Page
────
An n-qubit permutation can be represented as a list of n integers, where the integer at position $k$ says which position the qubit at position $k$ ends up in the output.

Take an $n$ qubit circuit containing swap gates. Compute its permutation $P$ by starting from a sorted list of integers from 0 to $k-1$, and applying each swap gate to the list.

Given a permutation $P$, you can compute $P^2$ by following the list entries twice. For entry $k$ of $P^2$, look up $r = P_k$ and then look up $P_r$. In other words, $P^2_k = P_{P_k}$. This is efficient to compute. More generally, $(P \cdot Q)_k = P_{Q_k}$.

You can repeat this squaring process to get $P$, $P^2$, $P^4$, $P^8$, $P^{16}$, and so forth up to $P^{2^m}$ for any reasonable sized $m$ you'd like. If you want to simulate for $t$ steps, set $m = \lceil \lg t \rceil$. You can then compute $P^t$ by multiplying together the powers of 2 with a corresponding bit in $t$'s binary representation. For example, if $t = 10000101_2 = 2^8 + 2^3 + 2^1$ then $P^t = P^8 \cdot P^3 \cdot P^1$. This strategy for computing $P^t$ is called repeated squaring. It takes time $O(n \lg t)$.
────
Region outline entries
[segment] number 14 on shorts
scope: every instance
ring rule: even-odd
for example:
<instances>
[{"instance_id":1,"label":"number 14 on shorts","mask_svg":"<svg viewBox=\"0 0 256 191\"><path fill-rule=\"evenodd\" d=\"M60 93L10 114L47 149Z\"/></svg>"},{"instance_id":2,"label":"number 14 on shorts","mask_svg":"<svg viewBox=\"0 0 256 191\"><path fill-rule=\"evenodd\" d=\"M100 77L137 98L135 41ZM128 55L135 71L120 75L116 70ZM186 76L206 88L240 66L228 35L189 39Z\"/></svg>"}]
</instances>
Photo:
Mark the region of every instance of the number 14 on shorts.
────
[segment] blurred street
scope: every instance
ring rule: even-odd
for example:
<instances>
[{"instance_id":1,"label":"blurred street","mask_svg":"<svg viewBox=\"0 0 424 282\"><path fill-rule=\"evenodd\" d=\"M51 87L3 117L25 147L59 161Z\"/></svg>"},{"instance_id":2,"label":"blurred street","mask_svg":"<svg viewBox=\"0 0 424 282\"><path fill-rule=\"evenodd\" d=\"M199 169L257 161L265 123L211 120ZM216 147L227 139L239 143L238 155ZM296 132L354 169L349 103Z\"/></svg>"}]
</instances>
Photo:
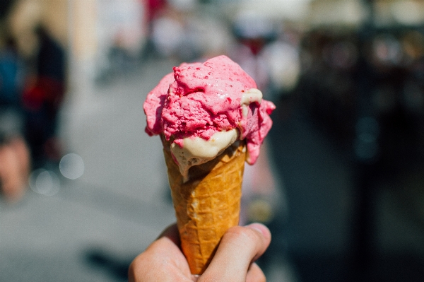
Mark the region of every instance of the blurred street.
────
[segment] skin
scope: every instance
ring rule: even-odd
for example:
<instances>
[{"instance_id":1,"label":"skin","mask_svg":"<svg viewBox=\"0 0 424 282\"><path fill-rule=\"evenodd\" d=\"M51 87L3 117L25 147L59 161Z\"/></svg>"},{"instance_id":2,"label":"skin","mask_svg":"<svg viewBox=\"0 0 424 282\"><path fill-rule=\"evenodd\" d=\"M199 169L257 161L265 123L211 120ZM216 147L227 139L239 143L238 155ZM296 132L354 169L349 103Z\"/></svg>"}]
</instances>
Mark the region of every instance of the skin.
────
Aim
What does the text on qubit permutations call its method for computing $P^t$? These items come from a separate source.

Reply to the task
Repeated squaring.